Избранный отрывок
******

Тут точно описаны собственные переживания Лермонтова.
Начало жестокого романа с Екатериной Сушковой в изложении самого (в письме к А. Верещагиной) Лермонтова выглядит так: «Если я начал за ней ухаживать, то это не было отблеском прошлого. Вначале это было простым поводом проводить время, а затем… стало расчетом. Вот каким образом. Вступая в свет, я увидел, что у каждого был свой пьедестал: хорошее состояние, имя, титул, покровительство… Я увидал, что если мне удастся занять собою одно лицо, другие незаметно тоже займутся мною, сначала из любопытства, потом из соперничества. Отсюда отношения к Сушковой».
Первое свое сражение Лермонтов выиграл так.
Детальные донесения с этого удивительного поля сражения он посылал, с недобрым смехом, упомянутой А. Верещагиной.
«Я публично обращался с нею, как с личностью, всегда мне близкою, давал ей чувствовать, что только таким образом она может надо мною властвовать. Когда я заметил, что мне это удалось… я выкинул маневр. Прежде всего в глазах света стал более холодным с ней, чтобы показать, что я ее более не люблю… Когда она стала замечать это и пыталась сбросить ярмо, я первый ее публично покинул. Я в глазах света стал с нею жесток и дерзок, насмешлив и холоден. Я стал ухаживать за другими и под секретом рассказывать им те стороны, которые представлялись в мою пользу… Далее она попыталась вновь завлечь меня напускною печалью, рассказывая всем близким моим знакомым, что любит меня; я не вернулся к ней, а искусно всем этим пользовался…»
Вслед за этим буквально то же самое проделывает и Печорин с бедною Лизаветой Николаевной:
«…Печорин стал с нею рассеяннее, холоднее, явно старался ей делать те мелкие неприятности, которые замечаются всеми и за которые между тем невозможно требовать удовлетворения. Говоря с другими девушками, он выражался об ней с оскорбительным сожалением, тогда как она, напротив, вследствие плохого расчета, желая кольнуть его самолюбие, поверяла своим подругам под печатью строжайшей тайны свою чистейшую, искреннейшую любовь. Но напрасно, он только наслаждался излишним торжеством…» И т. д.

******

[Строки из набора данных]
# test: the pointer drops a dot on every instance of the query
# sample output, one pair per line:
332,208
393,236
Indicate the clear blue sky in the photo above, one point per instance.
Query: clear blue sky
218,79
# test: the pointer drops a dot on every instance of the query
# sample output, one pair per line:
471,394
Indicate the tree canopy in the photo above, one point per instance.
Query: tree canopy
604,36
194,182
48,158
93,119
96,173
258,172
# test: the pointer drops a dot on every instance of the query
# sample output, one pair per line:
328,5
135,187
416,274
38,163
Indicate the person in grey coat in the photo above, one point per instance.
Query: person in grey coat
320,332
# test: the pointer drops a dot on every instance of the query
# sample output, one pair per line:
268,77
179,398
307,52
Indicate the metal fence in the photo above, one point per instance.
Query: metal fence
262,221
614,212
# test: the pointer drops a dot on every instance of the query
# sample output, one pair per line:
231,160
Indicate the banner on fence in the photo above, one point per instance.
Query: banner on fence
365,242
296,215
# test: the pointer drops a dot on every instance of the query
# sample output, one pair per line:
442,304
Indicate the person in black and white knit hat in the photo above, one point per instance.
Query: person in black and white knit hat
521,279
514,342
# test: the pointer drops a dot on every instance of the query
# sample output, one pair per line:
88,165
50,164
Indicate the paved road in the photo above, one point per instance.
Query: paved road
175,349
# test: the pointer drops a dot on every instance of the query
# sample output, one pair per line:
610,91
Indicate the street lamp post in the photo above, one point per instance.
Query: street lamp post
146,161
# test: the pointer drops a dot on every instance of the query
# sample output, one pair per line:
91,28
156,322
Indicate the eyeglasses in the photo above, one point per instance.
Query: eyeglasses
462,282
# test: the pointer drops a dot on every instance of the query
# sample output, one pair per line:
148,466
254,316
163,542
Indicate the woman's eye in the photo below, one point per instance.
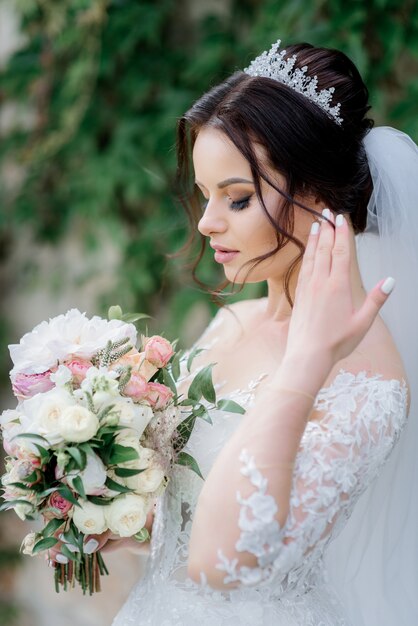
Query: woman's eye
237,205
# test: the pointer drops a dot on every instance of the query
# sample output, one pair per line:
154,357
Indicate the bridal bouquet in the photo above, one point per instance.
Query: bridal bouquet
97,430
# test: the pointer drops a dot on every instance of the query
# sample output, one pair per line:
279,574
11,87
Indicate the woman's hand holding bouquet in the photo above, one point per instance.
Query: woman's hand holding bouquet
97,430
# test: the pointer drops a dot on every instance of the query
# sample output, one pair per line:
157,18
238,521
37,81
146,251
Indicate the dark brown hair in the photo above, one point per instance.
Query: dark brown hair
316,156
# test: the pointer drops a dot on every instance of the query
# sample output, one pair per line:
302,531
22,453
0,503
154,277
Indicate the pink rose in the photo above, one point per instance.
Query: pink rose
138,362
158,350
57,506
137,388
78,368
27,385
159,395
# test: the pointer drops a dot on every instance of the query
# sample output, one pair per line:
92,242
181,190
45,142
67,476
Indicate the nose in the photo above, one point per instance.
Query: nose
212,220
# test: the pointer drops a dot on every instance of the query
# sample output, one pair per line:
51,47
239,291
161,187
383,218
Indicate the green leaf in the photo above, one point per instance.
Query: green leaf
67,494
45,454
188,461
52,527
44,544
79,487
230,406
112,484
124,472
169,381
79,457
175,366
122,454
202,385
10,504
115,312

******

Задания и упражнения
1. Переведите на английский язык предложение из отрывка о Лермонтове и Сушковой: «Первое свое сражение Лермонтов выиграл так.»
2. Перепишите часть отрывка о Лермонтове и Сушковой, начав с фрагмента, где есть «Первое свое сражение», и остановившись после «упомянутой А. Верещагиной.». При этом замените «донесения» на «отчеты».
3. Продолжите отрывок о Лермонтове и Сушковой, начав сразу после его последнего предложения.

Ответы к заданиям
1. This is how Lermontov won his first battle.

2.
Первое свое сражение Лермонтов выиграл так.
Детальные отчеты с этого удивительного поля сражения он посылал, с недобрым смехом, упомянутой А. Верещагиной.

3.
Есть в том жестоком романе эпизод с письмом. Шокирующий, настоящего мужчины совершенно недостойный. Мне никак не представить, чтобы совершил его, например, Пушкин, тоже часто достаточно вольно поступавший с женским полом.
Чтобы выйти из надоевшей игры в любовь, Лермонтов поступает самым примитивным, но опять скандальным образом. Он пишет Екатерине Сушковой анонимное письмо, полное чудовищных нелепостей. Злорадно при том сознается: «Я искусно направил письмо так, что оно попало в руки тетки. В доме гром и молния…»
Девушка скомпрометирована окончательно. Эта по всем признакам дикая и нелепая история продолжается около года. Все это время Лермонтов наслаждается своей убийственной ловкостью. Он страшно доволен собой. И особенно тем, что влюбленная в него Екатерина Николаевна отказывает блестящему жениху. Вновь остается на бобах и в критическом возрасте своем рискует навсегда засидеться в невестах. В тогдашнем обществе – женская трагедия из самых жестоких.
Этот эпизод, который, повторим, Лермонтов затеял и шлифовал целый год, в романе занимает всего несколько страниц. Такая тщательность в отделке литературного шедевра наверняка единственна в своем роде.
Есть там и злополучное анонимное письмо. В интерпретации Печорина оно звучит так:
«Милостивая государыня!
Вы меня не знаете, я вас знаю: мы встречаемся часто, история вашей жизни так же мне знакома, как моя записная книжка, а вы моего имени никогда не слыхали… Мне известно, что Печорин вам нравится, что вы всячески думаете снова возжечь в нем чувства, которые ему никогда не снились, он с вами пошутил – он недостоин вас: он любит другую, все ваши старания послужат только вашей гибели, свет и так показывает на вас пальцами, скоро он совсем от вас отворотится…»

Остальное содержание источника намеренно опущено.